:: Dataset records ::
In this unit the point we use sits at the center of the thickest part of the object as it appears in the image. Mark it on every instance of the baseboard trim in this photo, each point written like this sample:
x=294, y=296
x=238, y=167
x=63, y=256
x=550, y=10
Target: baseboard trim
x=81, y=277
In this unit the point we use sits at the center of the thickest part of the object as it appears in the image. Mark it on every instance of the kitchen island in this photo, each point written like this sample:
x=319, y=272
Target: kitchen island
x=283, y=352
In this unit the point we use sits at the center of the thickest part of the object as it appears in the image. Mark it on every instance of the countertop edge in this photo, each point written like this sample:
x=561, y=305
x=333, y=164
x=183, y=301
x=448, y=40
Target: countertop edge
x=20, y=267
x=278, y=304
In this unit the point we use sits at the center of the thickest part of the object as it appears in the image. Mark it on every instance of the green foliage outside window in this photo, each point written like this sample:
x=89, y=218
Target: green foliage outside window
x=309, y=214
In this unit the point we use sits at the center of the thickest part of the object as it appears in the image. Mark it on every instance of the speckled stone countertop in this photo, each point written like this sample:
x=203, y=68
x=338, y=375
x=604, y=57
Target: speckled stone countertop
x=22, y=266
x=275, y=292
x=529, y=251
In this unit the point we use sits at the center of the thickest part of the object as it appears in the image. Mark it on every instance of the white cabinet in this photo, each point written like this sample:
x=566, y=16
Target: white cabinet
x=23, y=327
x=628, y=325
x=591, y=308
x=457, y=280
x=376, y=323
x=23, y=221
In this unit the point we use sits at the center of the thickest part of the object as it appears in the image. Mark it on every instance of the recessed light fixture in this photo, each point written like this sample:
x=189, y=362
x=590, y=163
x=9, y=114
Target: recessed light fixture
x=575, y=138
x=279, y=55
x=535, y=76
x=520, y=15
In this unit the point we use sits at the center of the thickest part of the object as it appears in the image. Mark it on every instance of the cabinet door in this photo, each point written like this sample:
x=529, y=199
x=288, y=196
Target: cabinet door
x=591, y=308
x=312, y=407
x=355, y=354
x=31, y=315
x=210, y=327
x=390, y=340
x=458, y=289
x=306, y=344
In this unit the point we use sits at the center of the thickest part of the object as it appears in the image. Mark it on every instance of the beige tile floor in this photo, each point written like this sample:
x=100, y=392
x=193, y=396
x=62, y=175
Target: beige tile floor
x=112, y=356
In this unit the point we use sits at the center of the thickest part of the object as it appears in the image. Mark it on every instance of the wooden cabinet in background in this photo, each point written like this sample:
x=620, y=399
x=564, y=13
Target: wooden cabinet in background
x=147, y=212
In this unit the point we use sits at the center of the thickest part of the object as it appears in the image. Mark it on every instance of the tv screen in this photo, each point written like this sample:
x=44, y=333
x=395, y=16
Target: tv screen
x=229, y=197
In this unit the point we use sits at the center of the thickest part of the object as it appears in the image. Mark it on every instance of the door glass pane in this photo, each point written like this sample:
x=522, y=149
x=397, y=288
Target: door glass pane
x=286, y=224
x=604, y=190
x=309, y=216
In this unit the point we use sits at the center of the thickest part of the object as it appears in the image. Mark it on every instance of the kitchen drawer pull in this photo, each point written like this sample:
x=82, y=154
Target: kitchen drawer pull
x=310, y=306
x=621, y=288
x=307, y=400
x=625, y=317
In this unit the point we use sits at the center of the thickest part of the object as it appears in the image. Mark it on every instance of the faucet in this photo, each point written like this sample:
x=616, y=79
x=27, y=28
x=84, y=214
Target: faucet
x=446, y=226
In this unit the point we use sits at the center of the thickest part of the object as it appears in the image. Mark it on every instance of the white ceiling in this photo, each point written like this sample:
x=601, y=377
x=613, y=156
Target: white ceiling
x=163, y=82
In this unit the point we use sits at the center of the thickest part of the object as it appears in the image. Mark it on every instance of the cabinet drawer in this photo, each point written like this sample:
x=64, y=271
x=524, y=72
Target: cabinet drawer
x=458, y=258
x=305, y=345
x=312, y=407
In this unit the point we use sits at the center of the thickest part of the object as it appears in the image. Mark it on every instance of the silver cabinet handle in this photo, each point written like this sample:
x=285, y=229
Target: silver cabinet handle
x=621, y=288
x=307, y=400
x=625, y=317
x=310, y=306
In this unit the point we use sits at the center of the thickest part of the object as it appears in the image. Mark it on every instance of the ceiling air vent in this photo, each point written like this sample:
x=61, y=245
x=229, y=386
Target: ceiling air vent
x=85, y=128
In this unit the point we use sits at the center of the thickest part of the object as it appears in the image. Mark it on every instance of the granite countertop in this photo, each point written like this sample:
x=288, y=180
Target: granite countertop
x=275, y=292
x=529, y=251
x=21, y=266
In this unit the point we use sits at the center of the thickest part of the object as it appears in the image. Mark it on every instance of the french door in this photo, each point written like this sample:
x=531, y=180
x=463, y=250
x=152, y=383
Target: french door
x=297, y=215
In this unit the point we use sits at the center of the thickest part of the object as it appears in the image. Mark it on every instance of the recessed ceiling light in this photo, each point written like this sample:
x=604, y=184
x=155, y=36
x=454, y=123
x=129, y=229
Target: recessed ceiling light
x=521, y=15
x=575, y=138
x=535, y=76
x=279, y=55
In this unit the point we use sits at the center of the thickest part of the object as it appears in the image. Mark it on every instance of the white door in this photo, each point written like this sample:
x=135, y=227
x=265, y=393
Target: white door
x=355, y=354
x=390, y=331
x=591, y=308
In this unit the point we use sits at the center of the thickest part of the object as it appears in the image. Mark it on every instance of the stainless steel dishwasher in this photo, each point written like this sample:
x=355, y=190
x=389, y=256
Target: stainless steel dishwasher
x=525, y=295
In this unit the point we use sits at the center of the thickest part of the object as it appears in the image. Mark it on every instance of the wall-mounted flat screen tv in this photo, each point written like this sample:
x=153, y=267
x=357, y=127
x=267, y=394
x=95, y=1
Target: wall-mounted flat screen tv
:::
▶ **Description of the task**
Copy every line of the records above, character for character, from the first record through the last.

▶ **Exercise response**
In this unit the point we use sits at the center of the thickest part of the object as it appears in the image. Mark it on every instance of the baseboard trim in this photo, each point written like this sample:
x=294, y=296
x=238, y=167
x=63, y=256
x=550, y=10
Target: baseboard trim
x=81, y=277
In this unit the point we use sits at the center of the thickest part of the object as it appears in the image. Mark it on every instance of the kitchen island in this photo, each point written like this sample:
x=319, y=272
Target: kitchen island
x=283, y=352
In this unit the point we use sits at the center of the thickest part of the object as it appears in the image. Mark it on every instance of the countertop edge in this photo, each point written like this sample:
x=561, y=305
x=333, y=164
x=183, y=301
x=448, y=40
Target: countertop edge
x=20, y=267
x=278, y=304
In this unit the point we use sits at the center of the thickest part of the object as it appears in the image. Mark it on every instance of the green foliage outside window in this photo, each point written like this sample:
x=89, y=218
Target: green foliage outside window
x=309, y=214
In this unit the point we use sits at the center of the thickest part of the object as it appears in the image. Mark it on every instance of the speckled stone countertop in this photo, each point written like this sample:
x=203, y=68
x=338, y=375
x=604, y=57
Target: speckled stone countertop
x=22, y=266
x=275, y=292
x=529, y=251
In this unit the point we use sits at the center of the thickest part of the object as it appears in the image. Mark it on every instance of the white cabinet in this photo, each point written like this sample:
x=566, y=16
Target: white cabinet
x=23, y=327
x=628, y=325
x=591, y=308
x=457, y=280
x=376, y=323
x=23, y=221
In this unit the point we use sits at the center of the thickest part of the object as it appears in the image. Mark it on every instance of the recessed light fixture in this photo, each point written like this sample:
x=189, y=362
x=590, y=163
x=9, y=114
Target: recessed light fixture
x=575, y=138
x=279, y=55
x=535, y=76
x=520, y=15
In this unit the point we use sits at the center of the thickest part of the object as it appears in the image. Mark it on every instance of the cabinet door in this photo, each point written like this sample:
x=529, y=199
x=288, y=196
Target: cabinet door
x=591, y=308
x=312, y=407
x=355, y=354
x=31, y=315
x=210, y=327
x=390, y=340
x=458, y=289
x=306, y=344
In this unit the point we use sits at the center of the thickest part of the object as it appears in the image. Mark it on every instance of the beige tile floor in this photo, each point written like this sample:
x=100, y=392
x=193, y=396
x=62, y=175
Target: beige tile floor
x=112, y=356
In this unit the point we use sits at the center of the thickest part of the object as it appears in the image. Mark it on every instance of the wooden cabinet in background in this photo, each point written like this sample:
x=620, y=399
x=564, y=13
Target: wooden cabinet in background
x=147, y=212
In this unit the point we use sits at the center of the thickest part of the object as it appears in the image. Mark it on every instance of the tv screen in this photo, each point written like this sample:
x=44, y=333
x=395, y=16
Target: tv screen
x=229, y=197
In this unit the point we use sits at the center of the thickest part of the object as it appears in the image. Mark it on every instance of the door glass pane in this photo, each point written like this sample:
x=522, y=149
x=397, y=288
Target: door glass pane
x=286, y=224
x=604, y=190
x=309, y=216
In this unit the point we use sits at the center of the thickest part of the object as it appears in the image. Mark it on every instance of the kitchen drawer pull in this photo, each point written like this sample:
x=82, y=154
Target: kitchen drawer pull
x=310, y=306
x=621, y=288
x=307, y=400
x=625, y=317
In this unit the point we use sits at the center of the thickest part of the object as it appears in the image. Mark it on every instance of the faucet in this photo, each point written like this sample:
x=616, y=79
x=27, y=28
x=84, y=214
Target: faucet
x=446, y=226
In this unit the point we use sits at the center of the thickest part of the object as it appears in the image. Mark it on every instance of the white ceiling in this photo, each point written like this sample:
x=601, y=377
x=613, y=156
Target: white ceiling
x=163, y=82
In this unit the point we use sits at the center of the thickest part of the object as it appears in the image. Mark it on every instance of the cabinet drawer in this photo, each point written like this sample:
x=64, y=271
x=524, y=72
Target: cabinet drawer
x=458, y=258
x=305, y=345
x=312, y=407
In this unit the point we use sits at the center of the thickest part of the object as it appears in the image. Mark it on every instance of the silver cabinet handle in this photo, each point written like this sample:
x=285, y=229
Target: silver cabinet handle
x=621, y=288
x=307, y=400
x=625, y=317
x=310, y=306
In this unit the point we use sits at the center of the thickest part of the object as it appears in the image. Mark it on every instance of the ceiling air vent in this photo, each point written like this sample:
x=61, y=245
x=229, y=386
Target: ceiling air vent
x=85, y=128
In this unit the point we use sits at the center of the thickest part of the object as it appears in the image. Mark it on every instance of the granite countertop in this photo, each point written like this sample:
x=288, y=180
Target: granite countertop
x=275, y=292
x=529, y=251
x=21, y=266
In this unit the point we use sits at the center of the thickest part of the object as it appears in the image. Mark it on every instance of the french door in this photo, each point written like this sample:
x=531, y=180
x=463, y=250
x=152, y=383
Target: french door
x=297, y=215
In this unit the point we use sits at the center of the thickest part of the object as it appears in the image. Mark it on every instance of the recessed ceiling light in this photo, each point written like this sample:
x=604, y=184
x=155, y=36
x=454, y=123
x=129, y=229
Target: recessed ceiling light
x=521, y=15
x=575, y=138
x=535, y=76
x=279, y=55
In this unit the point we use sits at the center of the thickest part of the object as it appears in the image. Mark it on every instance of the white door in this photo, each point written like this sample:
x=135, y=227
x=265, y=393
Target: white door
x=355, y=354
x=390, y=331
x=591, y=308
In this unit the point we use sits at the center of the thickest part of the object as it appears in the image. Mark it on every instance of the stainless steel dishwasher in this photo, each point written like this sample:
x=355, y=190
x=389, y=256
Target: stainless steel dishwasher
x=525, y=295
In this unit the point we use sits at the center of the thickest part of the object as it appears in the image. Mark it on every instance of the wall-mounted flat screen tv in this photo, each point written like this sample:
x=153, y=267
x=357, y=127
x=267, y=394
x=95, y=1
Target: wall-mounted flat screen tv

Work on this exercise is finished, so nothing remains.